DIRECTIONS:
Below is a set of entries. Reproduce exactly the lines from the one containing "Target: ceiling" through the end, both included.

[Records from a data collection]
= = = = =

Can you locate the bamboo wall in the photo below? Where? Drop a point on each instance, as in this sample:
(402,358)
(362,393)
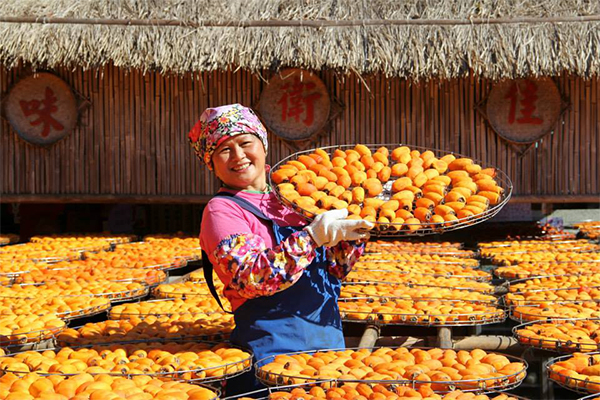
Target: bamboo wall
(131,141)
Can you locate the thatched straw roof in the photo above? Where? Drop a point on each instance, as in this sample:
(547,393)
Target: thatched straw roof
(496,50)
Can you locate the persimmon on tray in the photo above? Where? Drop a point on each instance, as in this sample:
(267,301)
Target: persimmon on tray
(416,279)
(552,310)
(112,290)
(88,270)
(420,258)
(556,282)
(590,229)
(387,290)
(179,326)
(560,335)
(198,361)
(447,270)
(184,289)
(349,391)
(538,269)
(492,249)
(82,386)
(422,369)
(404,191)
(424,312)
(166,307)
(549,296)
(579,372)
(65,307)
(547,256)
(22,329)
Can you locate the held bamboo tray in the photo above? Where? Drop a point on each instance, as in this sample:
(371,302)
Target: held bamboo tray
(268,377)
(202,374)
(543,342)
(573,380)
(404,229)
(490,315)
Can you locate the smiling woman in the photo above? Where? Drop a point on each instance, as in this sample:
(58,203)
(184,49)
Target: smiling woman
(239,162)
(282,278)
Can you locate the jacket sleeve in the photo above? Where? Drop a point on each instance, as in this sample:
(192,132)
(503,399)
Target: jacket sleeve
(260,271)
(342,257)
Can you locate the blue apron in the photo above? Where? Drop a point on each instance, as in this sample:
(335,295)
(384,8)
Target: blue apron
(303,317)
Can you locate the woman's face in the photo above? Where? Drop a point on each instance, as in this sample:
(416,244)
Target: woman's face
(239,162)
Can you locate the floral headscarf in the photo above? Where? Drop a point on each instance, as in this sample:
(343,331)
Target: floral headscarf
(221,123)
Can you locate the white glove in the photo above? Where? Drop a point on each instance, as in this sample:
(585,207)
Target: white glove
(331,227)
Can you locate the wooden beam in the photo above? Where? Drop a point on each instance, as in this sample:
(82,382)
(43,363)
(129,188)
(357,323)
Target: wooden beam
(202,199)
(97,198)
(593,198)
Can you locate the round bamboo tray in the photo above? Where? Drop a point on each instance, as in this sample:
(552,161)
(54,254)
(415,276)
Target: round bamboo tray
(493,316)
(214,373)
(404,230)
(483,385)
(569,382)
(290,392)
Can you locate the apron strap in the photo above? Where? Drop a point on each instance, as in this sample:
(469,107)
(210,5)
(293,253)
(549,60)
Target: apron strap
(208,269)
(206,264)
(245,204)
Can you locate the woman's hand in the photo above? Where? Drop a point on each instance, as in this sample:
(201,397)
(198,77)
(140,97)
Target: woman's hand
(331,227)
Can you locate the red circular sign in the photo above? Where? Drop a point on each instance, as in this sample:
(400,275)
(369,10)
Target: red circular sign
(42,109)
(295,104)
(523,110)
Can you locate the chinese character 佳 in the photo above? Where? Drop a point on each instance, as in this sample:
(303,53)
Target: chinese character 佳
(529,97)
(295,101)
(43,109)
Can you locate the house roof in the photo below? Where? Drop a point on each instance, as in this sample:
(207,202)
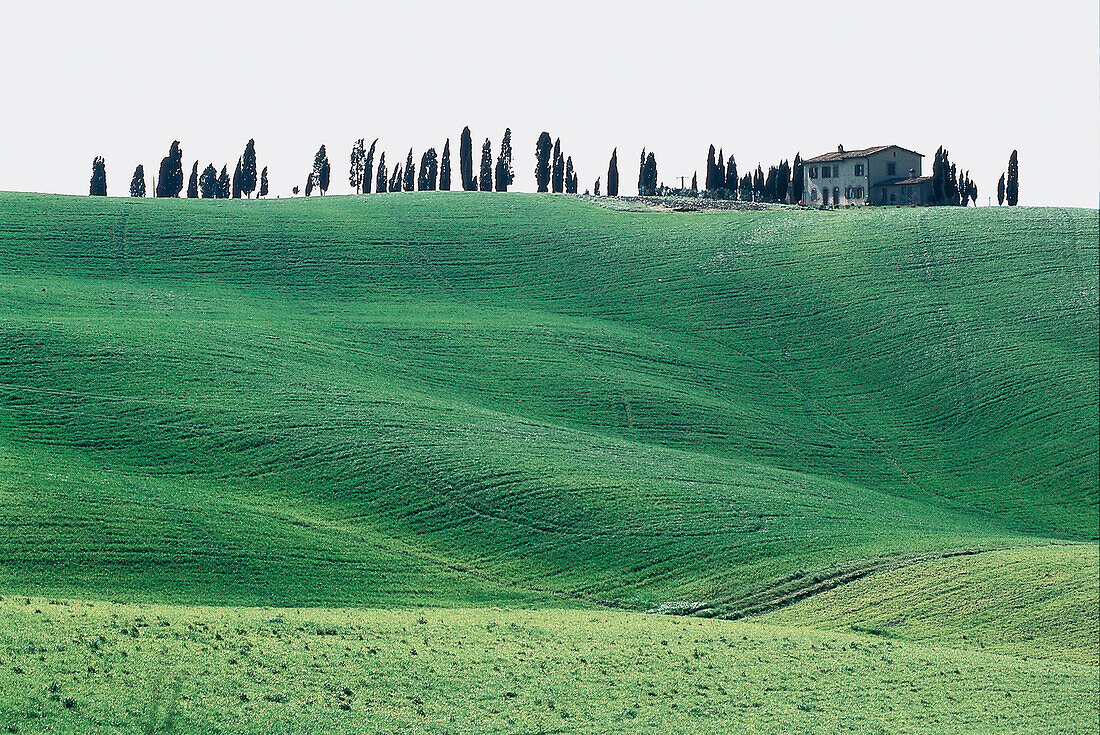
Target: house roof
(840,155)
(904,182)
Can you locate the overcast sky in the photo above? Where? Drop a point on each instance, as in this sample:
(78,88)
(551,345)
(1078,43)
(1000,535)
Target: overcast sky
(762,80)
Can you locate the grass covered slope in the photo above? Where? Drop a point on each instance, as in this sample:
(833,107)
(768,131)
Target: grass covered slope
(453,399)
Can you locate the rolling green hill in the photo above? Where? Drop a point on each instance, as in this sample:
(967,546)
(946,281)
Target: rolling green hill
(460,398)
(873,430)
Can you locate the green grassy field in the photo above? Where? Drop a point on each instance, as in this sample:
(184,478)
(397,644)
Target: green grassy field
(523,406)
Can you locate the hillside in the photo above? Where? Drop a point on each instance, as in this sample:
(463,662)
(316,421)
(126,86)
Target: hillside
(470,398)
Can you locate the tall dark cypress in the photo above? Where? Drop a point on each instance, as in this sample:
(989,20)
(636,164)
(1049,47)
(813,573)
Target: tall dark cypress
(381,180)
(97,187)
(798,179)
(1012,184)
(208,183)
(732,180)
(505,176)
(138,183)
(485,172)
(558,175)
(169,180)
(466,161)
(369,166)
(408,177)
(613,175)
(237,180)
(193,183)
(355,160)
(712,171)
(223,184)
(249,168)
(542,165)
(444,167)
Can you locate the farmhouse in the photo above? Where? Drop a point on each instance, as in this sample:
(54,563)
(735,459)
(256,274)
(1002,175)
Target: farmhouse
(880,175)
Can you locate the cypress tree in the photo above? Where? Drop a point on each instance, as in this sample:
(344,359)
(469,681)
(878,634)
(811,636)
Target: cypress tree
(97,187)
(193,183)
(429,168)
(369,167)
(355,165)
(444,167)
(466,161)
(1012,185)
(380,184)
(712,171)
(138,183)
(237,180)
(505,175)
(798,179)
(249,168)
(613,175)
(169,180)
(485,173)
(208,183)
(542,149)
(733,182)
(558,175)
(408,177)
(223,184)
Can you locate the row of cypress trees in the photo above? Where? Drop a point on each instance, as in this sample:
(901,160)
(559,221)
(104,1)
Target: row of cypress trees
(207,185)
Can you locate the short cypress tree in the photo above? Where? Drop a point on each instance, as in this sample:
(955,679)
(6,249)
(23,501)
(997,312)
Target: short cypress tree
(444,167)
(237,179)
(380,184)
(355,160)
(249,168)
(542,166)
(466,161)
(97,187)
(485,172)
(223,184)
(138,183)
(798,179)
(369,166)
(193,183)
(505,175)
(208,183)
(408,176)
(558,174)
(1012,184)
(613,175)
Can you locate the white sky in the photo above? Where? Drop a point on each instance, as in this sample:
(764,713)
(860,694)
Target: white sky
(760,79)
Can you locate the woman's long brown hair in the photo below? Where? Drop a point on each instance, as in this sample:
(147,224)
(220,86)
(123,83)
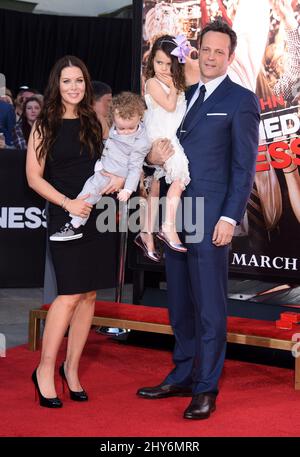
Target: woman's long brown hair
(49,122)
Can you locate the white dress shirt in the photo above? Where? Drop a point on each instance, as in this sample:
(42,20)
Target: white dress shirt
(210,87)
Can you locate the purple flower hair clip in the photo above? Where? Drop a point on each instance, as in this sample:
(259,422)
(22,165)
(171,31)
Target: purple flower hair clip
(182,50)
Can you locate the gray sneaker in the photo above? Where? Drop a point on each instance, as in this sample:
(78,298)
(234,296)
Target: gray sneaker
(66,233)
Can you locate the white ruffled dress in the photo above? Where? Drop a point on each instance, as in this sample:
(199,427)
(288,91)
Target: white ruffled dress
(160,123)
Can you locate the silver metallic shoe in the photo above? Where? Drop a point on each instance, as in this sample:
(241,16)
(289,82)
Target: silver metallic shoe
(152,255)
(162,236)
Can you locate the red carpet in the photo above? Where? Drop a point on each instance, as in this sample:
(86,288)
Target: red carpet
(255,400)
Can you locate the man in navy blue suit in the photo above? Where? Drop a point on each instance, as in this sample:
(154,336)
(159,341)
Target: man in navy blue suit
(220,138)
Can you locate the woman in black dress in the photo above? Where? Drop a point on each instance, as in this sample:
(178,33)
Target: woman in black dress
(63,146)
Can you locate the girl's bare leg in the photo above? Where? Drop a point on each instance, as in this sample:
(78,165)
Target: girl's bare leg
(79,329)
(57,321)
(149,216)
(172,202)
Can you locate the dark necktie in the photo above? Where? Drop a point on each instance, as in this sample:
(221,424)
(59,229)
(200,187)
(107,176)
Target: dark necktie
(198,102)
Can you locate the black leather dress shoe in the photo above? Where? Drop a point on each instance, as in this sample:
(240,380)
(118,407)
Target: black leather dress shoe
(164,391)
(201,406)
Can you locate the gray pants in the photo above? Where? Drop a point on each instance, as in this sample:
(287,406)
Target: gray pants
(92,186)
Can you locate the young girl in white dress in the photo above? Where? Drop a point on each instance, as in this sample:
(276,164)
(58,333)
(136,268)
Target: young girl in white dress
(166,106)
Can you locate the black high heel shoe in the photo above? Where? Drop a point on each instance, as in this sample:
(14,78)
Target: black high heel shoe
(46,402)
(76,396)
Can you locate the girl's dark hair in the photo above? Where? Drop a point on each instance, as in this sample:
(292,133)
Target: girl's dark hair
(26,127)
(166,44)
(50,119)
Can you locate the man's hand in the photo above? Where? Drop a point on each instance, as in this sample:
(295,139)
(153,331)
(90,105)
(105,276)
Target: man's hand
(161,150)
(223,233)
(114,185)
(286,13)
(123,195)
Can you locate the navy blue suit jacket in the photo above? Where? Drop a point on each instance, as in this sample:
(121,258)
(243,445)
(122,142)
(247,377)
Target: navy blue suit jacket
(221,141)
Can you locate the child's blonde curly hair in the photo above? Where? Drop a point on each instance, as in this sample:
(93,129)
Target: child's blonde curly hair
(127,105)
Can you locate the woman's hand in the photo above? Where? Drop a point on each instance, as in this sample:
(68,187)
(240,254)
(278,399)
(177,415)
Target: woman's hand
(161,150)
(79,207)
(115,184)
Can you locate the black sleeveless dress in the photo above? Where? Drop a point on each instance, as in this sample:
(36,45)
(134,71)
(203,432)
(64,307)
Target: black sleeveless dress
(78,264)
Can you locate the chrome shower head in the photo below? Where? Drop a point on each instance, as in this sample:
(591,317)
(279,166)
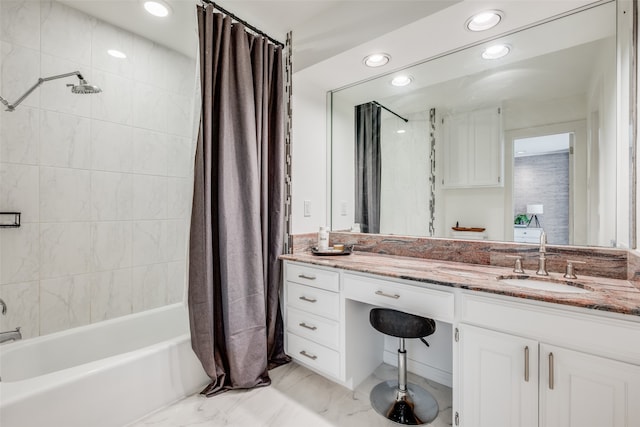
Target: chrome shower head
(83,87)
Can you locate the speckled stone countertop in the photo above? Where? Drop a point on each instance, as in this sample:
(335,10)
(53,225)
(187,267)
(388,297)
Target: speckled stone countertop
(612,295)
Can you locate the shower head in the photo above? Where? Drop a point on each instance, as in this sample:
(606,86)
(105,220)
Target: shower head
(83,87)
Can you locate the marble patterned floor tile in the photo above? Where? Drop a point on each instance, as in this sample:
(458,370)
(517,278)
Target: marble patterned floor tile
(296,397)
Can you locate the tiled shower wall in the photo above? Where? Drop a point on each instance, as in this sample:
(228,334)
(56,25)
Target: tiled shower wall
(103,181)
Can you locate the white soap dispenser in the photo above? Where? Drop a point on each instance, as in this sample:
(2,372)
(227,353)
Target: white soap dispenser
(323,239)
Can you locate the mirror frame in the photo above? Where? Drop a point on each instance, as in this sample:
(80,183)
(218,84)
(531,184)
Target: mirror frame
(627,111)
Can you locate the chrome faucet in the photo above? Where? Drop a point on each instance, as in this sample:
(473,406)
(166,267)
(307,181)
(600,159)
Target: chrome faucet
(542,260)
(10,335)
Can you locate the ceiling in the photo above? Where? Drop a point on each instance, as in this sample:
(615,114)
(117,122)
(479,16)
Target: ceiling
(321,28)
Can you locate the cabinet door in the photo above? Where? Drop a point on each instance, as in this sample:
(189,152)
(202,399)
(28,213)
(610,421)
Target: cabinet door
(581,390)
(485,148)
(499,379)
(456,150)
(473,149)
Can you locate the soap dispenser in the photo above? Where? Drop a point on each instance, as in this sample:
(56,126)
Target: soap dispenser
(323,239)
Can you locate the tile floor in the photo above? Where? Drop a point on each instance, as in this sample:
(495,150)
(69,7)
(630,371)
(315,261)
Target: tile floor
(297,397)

= = = = =

ANSWER TO THIS PROBLEM:
Target: ceiling
(321,28)
Can you locate the cabinet door in the photo above? Where? Drop a point on each instance, as in this sample:
(189,152)
(202,399)
(28,213)
(610,421)
Target: cabinet door
(581,390)
(485,148)
(499,379)
(456,150)
(473,149)
Can you locate the soap dispenser in the photo above? Where? Drop a point on each instance, as in this sample:
(56,126)
Target: soap dispenser
(323,239)
Can you locate the tile floor in the photo above? Where? Drop a point on each instance, as in this sample:
(495,150)
(69,7)
(630,371)
(315,261)
Target: tile floor
(297,397)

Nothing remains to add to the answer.